[[ Provided information, beginning ]]
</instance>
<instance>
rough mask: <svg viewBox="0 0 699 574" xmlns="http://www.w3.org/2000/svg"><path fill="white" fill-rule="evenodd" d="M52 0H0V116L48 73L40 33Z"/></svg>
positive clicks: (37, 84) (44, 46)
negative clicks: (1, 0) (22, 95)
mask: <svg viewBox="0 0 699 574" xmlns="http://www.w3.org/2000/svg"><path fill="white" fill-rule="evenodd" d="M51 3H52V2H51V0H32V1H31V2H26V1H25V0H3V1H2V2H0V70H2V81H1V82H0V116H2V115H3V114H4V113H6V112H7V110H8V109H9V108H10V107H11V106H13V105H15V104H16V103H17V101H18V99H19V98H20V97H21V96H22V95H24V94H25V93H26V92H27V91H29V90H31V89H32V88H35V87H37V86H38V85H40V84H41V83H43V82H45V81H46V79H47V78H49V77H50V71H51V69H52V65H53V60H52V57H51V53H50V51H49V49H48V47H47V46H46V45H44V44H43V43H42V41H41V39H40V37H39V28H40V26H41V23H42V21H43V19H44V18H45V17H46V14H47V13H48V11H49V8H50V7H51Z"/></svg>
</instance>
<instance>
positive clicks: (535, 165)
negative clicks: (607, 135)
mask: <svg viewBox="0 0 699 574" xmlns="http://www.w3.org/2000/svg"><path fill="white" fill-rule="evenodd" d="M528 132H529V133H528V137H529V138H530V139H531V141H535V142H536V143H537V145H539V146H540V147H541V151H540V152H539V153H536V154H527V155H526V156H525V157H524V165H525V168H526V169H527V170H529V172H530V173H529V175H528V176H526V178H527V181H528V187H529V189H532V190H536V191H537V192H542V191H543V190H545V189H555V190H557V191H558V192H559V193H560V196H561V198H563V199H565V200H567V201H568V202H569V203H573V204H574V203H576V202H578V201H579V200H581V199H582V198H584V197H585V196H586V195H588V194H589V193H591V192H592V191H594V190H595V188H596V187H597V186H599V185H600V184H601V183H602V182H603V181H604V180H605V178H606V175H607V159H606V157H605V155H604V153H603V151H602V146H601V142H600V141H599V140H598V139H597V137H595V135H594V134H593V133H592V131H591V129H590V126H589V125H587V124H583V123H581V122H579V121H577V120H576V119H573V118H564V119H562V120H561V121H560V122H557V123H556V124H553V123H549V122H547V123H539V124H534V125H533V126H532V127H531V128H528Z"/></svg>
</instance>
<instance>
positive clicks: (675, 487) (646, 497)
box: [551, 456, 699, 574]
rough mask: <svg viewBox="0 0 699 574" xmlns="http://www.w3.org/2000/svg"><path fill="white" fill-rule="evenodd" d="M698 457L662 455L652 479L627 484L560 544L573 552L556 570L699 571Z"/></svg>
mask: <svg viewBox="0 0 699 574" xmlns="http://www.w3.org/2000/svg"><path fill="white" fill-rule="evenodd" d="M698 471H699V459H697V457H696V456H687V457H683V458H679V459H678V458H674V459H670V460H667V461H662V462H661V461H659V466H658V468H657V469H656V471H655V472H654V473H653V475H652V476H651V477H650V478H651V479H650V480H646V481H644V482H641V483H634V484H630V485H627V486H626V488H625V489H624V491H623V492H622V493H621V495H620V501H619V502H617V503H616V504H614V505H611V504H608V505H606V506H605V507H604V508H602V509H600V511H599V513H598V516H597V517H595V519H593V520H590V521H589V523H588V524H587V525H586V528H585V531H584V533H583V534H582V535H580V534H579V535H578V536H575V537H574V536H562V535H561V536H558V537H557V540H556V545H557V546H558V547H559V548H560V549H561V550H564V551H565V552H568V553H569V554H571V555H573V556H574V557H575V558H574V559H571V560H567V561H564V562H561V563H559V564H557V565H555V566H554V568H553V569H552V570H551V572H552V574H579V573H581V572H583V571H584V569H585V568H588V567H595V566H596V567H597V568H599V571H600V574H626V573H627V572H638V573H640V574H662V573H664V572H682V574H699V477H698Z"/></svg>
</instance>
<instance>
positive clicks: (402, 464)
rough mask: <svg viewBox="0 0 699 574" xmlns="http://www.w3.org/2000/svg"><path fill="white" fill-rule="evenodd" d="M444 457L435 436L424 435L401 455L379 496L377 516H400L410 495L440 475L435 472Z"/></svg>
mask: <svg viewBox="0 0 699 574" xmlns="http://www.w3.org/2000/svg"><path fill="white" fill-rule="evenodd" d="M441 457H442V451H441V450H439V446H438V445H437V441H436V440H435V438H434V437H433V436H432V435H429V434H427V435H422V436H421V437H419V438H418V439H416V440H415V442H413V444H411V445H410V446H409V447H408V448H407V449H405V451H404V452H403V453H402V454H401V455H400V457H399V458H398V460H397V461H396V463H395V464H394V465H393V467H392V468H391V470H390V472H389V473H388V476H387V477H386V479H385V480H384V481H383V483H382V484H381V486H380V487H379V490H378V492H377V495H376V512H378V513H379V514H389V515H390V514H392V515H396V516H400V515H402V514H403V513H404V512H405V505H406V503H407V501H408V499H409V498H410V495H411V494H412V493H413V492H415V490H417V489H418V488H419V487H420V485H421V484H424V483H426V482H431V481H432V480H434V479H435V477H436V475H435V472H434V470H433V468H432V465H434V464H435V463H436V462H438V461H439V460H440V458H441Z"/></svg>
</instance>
[[ Provided information, end ]]
[[ Provided information, beginning ]]
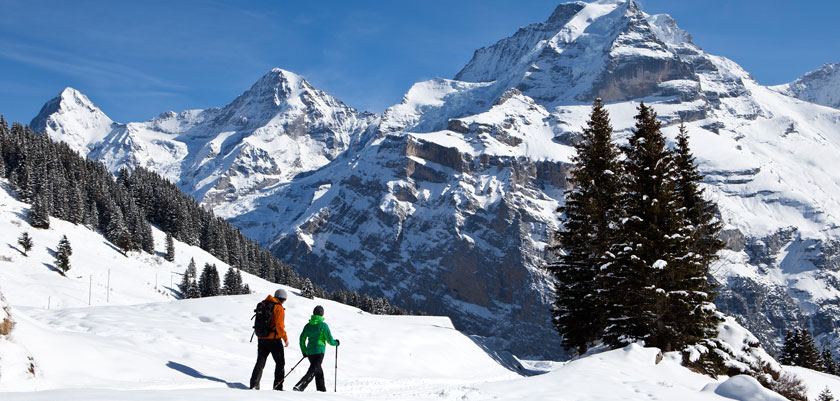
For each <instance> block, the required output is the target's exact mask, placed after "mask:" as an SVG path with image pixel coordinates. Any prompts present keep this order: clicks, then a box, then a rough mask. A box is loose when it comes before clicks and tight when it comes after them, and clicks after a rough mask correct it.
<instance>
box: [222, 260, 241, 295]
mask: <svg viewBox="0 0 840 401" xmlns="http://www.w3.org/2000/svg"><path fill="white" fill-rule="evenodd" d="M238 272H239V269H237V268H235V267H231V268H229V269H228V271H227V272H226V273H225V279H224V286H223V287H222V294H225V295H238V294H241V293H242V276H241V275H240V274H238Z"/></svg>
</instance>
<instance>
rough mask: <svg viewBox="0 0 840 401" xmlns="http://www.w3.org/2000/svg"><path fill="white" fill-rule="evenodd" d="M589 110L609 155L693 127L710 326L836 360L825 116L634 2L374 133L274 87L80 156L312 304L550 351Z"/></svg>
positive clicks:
[[ Provided information, end ]]
Go through the lines above and copy any that contain "positive".

positive clicks: (37, 84) (44, 46)
positive clicks: (535, 165)
positive clicks: (675, 487) (646, 497)
positive clicks: (402, 464)
positive clicks:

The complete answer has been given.